Election an illusion of power

By Raffique Shah
July 01, 2020

Raffique ShahIt’s difficult to get a good grasp of what’s happening on the ground regarding the general election, which will be held in the next three months. It seems that Covid-19, the virus that has impacted the world like nothing else in history, and fundamentally changed the way we live to the extent that we have coined virtually a new lexicon to comprehend its effects, said virus has relegated the election to a side-show, almost a non-event.

But that might be a superficial misunderstanding of the post-Covid new normal in politics. Take, for example, the suddenness and ferocity with which the “Black Lives Matter” movement erupted, and how it exploded to envelop the world in a few short weeks. Countries that do not have black people saw white people, and people of other pigmentations, pour onto their streets bearing “Black Lives Matter” banners and placards, seemingly colour-blind, united in their quest for justice for humankind of whatever hue.

That truly global mass-movement that touched almost every country the way Covid-19 is doing, perhaps signals how new politics, the way nations determine who or what will lead them, what issues will be on the agenda, even how the leaders conduct foreign affairs, will be determined by the masses, quite literally. What pops out from my cranial hard-drive as I write is CLR James’s ‘Every Cook Can Govern’, a discourse on the city states of ancient Greece (it’s available for free online), how democracy was allowed close to free rein in that society.

> [GIVEN INFORMATION]
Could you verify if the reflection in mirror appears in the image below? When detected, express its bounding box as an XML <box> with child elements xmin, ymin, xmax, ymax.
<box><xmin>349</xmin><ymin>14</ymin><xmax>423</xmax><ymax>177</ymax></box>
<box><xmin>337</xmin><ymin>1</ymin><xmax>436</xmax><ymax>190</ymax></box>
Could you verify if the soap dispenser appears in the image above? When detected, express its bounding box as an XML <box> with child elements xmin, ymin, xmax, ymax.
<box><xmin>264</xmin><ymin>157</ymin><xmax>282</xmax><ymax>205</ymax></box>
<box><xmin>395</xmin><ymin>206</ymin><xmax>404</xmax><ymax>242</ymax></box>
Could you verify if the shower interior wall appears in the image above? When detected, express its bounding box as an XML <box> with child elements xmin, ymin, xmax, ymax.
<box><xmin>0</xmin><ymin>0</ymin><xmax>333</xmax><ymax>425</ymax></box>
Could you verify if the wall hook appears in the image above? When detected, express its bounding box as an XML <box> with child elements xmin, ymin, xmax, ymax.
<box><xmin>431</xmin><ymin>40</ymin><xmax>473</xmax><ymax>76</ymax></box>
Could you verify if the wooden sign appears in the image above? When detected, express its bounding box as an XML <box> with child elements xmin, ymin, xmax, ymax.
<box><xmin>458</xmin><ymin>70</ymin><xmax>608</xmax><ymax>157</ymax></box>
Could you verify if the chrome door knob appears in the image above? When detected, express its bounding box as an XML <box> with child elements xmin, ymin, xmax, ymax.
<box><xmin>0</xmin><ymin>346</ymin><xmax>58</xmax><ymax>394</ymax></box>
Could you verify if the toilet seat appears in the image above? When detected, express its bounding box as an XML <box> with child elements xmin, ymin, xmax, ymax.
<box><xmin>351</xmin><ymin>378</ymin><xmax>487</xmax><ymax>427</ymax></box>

> [EXERCISE BRIEF]
Continue the column on the upcoming general election, beginning right after its last sentence.

> [ANSWER TO THE PROBLEM]
Such freedoms to allow every voice to be heard, and more importantly listened to, may not be practical in the modern world where metropolises hosting millions of residents have long been the norm. But wait: technologies like video-conferencing have also been around for some time, and evolving daily, allowing for such inclusiveness.

I am making some far-fetched assumptions, I realise, in addressing a routine general election in Trinidad and Tobago, in which the voting populace elect 41 constituency representatives, and a prime minister, a process that remains mired in tribal instincts that are more ancient than the city states of Greece. If we can’t get past having loyalties based on colour of skin, texture of hair, people’s religions, what hope is there that we can re-invent true democracy and show the world that we are capable of more than just cornering Covid-19 and keeping the killer virus at bay?

So what does the electoral landscape look like mere weeks before polling day? Difficult question to answer. But fool that I am, I rush in where wise men never go. If nothing dramatic happens between now and polling day, the battle will be between the incumbent People’s National Movement and the opposition United National Congress. I note a number of other parties that are presenting themselves as alternatives to the PNM and the UNC. But barring a political earthquake of cataclysmic proportions, they will all fail to dislodge incumbents on both sides of the aisle.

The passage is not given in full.